>>
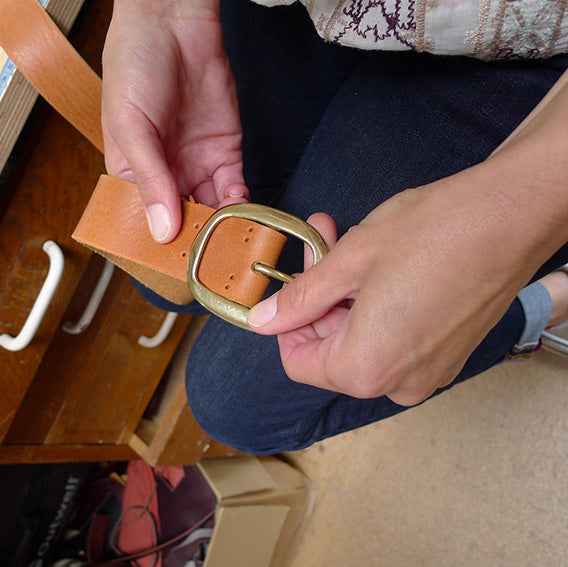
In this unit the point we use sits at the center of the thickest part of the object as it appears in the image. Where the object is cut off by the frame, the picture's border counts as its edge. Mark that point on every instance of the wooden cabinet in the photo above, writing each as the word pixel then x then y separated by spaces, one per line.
pixel 79 397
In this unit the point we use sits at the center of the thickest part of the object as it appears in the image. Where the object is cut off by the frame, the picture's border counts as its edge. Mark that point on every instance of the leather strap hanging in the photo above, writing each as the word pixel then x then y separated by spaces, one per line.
pixel 114 223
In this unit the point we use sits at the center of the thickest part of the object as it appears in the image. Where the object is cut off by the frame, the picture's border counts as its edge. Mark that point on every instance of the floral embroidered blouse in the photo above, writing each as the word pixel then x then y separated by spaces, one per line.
pixel 486 29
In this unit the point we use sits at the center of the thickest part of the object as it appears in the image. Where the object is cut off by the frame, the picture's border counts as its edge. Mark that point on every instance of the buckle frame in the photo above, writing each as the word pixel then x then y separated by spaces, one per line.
pixel 229 310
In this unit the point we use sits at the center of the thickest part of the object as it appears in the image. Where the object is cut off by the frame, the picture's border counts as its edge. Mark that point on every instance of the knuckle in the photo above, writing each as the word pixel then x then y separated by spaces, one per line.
pixel 295 295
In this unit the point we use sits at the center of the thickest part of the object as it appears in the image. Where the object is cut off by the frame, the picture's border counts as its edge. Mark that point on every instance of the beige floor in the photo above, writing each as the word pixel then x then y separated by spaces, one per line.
pixel 476 477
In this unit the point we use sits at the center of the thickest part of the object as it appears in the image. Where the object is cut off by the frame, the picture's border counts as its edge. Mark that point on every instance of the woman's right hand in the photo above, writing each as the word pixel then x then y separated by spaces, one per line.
pixel 170 112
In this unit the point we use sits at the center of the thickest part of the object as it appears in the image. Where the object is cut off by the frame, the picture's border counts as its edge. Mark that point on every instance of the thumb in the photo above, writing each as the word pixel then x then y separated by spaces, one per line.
pixel 139 144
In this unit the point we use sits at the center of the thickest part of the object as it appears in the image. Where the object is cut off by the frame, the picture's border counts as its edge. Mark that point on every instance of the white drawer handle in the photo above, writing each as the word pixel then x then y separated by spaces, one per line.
pixel 93 304
pixel 56 263
pixel 161 335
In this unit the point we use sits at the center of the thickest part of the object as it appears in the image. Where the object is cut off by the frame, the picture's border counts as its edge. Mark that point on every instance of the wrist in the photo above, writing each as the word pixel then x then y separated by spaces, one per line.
pixel 198 9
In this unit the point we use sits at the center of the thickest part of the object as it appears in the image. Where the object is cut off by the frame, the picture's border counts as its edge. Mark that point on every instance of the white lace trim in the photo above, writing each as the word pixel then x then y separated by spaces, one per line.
pixel 487 29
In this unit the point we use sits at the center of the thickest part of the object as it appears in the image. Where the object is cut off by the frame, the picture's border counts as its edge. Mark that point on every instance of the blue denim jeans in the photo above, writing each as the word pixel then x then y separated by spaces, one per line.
<<
WORK TO DO: Copy the data again from the line containing "of the beige" down to the line containing "pixel 170 112", both lines included, with nothing before or after. Leave the requests as they are, but multiply every coordinate in the answers by 1.7 and round each to a whole number, with halves rounded up.

RESULT FOR THIS EXERCISE:
In this unit the point we use sits at the center of the thickest part of the object as it appears in the image. Where the object is cut off by the frame, the picture's border counts as its edge. Mark that point on every instance of the beige floor in the photo above, writing each as the word pixel then x then y separated by spaces, one per line.
pixel 809 811
In this unit the point we use sits at the center of the thickest part of the object as it appears in the image. Where the object is cut off by the frame, the picture's border counts as its edge. Mark that point on every instance of the woman's right hand in the photo above, writing each as the word pixel then x then y separated by spaces, one per line.
pixel 289 190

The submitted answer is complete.